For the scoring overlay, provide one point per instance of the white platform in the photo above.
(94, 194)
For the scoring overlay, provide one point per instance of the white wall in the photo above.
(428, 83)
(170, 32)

Exercise description:
Output the listing above as a CSV with the two columns instruction and coordinates. Give each instruction and its coordinates one row, with every value in its own quoted field and line breaks replaced by spaces.

Exercise output:
instruction,coordinates
"For the scoring overlay, provide one point per instance of the white platform in the photo above.","(94, 194)"
"For the scoring overlay, provide one point per instance of the white wall in the photo above.","(428, 83) (170, 32)"